## YOUR OBJECTIVE
Set down, without alteration, the lines from the one that contains "plate, then report the bounding box." through the final line of the material below.

(Collected data entries)

+--

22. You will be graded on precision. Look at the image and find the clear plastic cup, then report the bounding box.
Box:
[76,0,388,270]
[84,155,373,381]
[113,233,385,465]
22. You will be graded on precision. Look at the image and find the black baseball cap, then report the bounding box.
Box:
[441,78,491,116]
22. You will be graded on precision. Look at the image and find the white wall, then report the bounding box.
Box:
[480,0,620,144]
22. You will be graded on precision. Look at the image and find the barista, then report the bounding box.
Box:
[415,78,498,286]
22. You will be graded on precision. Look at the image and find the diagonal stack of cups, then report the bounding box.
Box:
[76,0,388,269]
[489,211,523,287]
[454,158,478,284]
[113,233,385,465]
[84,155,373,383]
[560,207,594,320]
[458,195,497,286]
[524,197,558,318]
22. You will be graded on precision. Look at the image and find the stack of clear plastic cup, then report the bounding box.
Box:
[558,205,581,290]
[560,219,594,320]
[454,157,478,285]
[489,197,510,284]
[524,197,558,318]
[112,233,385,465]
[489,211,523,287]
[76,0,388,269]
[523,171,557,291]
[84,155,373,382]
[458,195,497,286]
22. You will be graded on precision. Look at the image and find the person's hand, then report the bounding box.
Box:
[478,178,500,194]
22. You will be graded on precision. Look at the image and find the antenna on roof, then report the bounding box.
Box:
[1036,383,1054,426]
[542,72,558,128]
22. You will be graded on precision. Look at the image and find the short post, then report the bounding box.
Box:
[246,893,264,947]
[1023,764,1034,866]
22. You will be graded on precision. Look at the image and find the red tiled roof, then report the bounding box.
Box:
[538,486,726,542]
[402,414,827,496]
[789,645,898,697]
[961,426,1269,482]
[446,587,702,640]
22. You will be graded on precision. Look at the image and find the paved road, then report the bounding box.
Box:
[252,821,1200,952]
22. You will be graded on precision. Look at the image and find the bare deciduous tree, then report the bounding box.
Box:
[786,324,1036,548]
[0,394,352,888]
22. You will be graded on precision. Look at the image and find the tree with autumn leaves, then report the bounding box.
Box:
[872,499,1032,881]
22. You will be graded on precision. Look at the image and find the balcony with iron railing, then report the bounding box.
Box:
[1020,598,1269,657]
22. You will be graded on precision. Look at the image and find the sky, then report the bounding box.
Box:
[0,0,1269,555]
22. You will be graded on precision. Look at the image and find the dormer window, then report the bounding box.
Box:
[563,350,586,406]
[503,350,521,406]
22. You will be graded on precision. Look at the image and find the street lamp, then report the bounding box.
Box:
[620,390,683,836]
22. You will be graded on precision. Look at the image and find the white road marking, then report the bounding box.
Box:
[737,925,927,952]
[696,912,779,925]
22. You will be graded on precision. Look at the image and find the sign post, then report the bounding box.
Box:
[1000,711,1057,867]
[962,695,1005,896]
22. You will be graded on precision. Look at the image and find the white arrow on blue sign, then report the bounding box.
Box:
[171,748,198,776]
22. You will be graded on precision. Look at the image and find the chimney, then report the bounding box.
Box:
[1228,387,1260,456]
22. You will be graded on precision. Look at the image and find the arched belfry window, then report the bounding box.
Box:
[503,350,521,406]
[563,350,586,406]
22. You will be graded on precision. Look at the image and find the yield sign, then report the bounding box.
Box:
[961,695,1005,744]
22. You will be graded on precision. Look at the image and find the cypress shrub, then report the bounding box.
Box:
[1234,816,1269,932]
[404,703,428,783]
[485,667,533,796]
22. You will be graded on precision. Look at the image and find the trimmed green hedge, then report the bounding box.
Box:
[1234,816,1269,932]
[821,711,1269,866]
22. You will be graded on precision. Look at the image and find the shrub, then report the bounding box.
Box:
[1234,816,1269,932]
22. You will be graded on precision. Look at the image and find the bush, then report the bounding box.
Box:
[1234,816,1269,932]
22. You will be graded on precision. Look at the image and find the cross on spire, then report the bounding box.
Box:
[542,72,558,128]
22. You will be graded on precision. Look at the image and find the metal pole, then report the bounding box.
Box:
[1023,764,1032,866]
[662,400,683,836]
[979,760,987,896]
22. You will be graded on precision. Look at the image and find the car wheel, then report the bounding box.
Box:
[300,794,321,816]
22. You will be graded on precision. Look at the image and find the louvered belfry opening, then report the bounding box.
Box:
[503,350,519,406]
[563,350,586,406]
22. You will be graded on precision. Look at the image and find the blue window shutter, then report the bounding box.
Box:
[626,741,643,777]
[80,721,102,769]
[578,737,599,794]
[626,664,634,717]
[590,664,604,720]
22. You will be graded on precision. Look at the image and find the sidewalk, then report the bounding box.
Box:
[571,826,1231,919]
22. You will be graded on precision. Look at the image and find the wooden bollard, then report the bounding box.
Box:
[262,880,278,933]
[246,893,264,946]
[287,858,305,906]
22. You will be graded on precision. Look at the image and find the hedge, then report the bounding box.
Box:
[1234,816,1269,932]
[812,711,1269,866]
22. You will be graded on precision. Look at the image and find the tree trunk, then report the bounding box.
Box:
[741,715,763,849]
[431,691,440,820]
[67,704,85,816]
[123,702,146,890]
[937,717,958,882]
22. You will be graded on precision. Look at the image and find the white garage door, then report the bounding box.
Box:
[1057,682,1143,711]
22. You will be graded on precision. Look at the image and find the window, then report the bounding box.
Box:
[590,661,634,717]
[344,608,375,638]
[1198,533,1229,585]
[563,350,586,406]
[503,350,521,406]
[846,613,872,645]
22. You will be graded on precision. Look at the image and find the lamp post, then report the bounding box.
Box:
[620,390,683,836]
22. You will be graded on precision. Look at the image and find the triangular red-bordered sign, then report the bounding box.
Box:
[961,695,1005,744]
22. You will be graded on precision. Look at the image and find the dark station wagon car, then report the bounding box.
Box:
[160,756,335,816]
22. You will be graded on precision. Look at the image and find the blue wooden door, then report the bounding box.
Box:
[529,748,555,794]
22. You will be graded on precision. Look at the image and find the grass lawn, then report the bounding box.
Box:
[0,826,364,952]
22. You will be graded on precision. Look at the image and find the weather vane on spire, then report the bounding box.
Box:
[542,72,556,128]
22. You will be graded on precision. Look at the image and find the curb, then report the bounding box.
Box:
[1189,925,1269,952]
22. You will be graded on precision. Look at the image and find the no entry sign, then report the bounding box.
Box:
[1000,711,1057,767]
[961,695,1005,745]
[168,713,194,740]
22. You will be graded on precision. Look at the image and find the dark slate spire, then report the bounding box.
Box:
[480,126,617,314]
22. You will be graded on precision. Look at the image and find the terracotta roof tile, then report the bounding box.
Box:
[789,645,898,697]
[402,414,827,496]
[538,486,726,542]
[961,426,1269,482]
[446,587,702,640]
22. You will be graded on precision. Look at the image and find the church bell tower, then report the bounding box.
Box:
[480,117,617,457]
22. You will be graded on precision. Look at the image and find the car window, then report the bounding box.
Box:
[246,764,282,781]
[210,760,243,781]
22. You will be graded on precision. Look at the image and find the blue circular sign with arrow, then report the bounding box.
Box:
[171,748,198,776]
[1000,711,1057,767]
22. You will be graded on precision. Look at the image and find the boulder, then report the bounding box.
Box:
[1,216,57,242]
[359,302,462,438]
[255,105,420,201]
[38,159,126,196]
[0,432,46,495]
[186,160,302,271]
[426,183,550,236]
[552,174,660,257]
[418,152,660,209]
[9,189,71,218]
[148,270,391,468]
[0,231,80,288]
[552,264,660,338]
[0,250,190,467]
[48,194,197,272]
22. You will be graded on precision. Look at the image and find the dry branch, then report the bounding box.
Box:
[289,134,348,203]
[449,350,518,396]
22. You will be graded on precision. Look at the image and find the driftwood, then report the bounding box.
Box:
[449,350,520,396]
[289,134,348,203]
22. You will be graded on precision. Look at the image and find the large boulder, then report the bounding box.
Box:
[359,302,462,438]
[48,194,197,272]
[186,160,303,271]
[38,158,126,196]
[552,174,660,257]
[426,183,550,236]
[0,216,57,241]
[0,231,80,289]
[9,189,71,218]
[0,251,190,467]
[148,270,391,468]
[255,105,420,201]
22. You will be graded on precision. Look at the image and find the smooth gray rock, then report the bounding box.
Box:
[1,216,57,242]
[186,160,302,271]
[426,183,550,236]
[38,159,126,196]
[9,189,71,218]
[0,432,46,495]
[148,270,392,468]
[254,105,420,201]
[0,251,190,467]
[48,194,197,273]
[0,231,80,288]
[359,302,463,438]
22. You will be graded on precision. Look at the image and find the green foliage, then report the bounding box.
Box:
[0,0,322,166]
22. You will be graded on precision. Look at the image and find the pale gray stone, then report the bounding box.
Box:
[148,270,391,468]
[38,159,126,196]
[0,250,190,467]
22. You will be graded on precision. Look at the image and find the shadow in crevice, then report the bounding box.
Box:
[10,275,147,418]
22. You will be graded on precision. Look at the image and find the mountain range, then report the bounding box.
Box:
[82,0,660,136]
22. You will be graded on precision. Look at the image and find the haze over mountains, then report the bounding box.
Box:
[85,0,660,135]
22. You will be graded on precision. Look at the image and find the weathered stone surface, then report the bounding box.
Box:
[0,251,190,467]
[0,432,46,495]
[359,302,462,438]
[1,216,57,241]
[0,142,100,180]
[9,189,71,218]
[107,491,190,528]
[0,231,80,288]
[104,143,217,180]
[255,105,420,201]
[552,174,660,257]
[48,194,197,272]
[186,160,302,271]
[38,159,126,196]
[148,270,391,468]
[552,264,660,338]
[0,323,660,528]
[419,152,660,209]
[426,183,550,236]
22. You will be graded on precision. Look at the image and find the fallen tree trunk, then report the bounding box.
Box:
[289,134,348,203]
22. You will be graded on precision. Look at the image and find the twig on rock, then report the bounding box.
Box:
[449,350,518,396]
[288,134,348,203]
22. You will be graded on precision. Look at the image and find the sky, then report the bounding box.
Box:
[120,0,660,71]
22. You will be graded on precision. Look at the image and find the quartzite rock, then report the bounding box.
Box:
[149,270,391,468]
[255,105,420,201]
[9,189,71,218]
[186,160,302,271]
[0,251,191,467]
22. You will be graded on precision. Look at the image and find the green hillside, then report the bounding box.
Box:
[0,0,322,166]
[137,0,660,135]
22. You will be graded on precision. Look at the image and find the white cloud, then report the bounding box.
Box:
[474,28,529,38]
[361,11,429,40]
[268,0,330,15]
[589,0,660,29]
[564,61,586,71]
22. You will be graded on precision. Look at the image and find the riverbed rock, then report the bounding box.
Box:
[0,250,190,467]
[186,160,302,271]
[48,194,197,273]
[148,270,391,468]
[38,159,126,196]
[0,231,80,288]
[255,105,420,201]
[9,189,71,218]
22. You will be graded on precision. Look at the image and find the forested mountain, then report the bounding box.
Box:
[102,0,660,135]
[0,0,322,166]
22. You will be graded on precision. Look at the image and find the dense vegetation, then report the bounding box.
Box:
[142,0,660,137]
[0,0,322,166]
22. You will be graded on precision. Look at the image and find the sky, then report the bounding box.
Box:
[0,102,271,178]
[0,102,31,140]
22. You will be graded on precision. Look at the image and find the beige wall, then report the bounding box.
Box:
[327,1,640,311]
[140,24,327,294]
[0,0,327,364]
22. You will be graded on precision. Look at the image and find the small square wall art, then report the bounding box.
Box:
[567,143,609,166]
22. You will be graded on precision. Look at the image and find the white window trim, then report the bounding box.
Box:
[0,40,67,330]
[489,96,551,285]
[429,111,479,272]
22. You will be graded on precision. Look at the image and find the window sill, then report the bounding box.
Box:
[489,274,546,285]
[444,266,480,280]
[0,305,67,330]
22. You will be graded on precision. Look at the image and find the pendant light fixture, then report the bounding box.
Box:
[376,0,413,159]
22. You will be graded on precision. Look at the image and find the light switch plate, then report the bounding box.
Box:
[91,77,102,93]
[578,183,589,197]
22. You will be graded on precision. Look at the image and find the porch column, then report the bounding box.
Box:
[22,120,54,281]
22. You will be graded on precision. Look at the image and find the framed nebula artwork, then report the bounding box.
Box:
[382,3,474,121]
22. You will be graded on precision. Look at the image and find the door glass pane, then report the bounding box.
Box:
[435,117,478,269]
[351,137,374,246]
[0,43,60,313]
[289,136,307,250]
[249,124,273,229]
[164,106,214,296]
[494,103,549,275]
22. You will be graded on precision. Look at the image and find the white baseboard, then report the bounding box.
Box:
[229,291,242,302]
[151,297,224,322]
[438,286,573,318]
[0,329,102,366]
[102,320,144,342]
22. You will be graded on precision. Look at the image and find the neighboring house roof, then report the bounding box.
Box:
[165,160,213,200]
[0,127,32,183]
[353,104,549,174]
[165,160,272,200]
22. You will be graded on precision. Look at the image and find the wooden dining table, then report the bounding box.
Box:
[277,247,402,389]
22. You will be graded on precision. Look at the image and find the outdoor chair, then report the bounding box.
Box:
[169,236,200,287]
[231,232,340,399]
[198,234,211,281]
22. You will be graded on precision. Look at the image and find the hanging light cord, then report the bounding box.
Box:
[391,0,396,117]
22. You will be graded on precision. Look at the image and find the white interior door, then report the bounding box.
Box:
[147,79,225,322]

+--

## SOLUTION TO THIS TASK
22. You will be graded on precision. Look at the image and find the light switch plate, then report the bounding box.
Box:
[91,77,102,93]
[578,183,589,197]
22. You will be graded on precision. Look at the image and find the porch column, then report the bounding box.
Box:
[22,120,54,281]
22. You will be graded on precision. Look at the image and find the framed nebula artwork, then report the bounding box.
Box:
[382,3,474,121]
22. You will be graded on precision. Look at the image and find the door glass pane, then report the bounding box.
Box:
[435,117,478,269]
[351,137,374,246]
[0,43,60,313]
[289,136,307,250]
[249,124,273,229]
[164,106,214,296]
[494,103,549,275]
22. You will be graded on precision. Look at the image and find the white baseboard, then report the bounding box.
Box:
[229,291,242,302]
[151,297,224,322]
[438,286,573,318]
[0,329,102,366]
[102,320,144,342]
22. You will be graded on precision. Look at the image and find the neighboring house roof, then report the bounding box.
Box:
[165,160,213,200]
[0,127,32,183]
[353,104,549,174]
[165,160,272,200]
22. You will be graded on precision. Look at the image and find the wooden dining table, then report the bounding box.
Box:
[277,247,402,389]
22. You will be graded on precision. Look at the image and find the outdoor chair, then report the bounding box.
Box:
[169,236,200,287]
[231,232,340,399]
[198,234,211,281]
22. You will be graded on precision. Look at the image and find the hanging light cord, then report the bounding box.
Box:
[391,0,396,117]
22. You will be graded on precision. Look at the image and find the white interior door, then report the bounding box.
Box:
[147,79,225,322]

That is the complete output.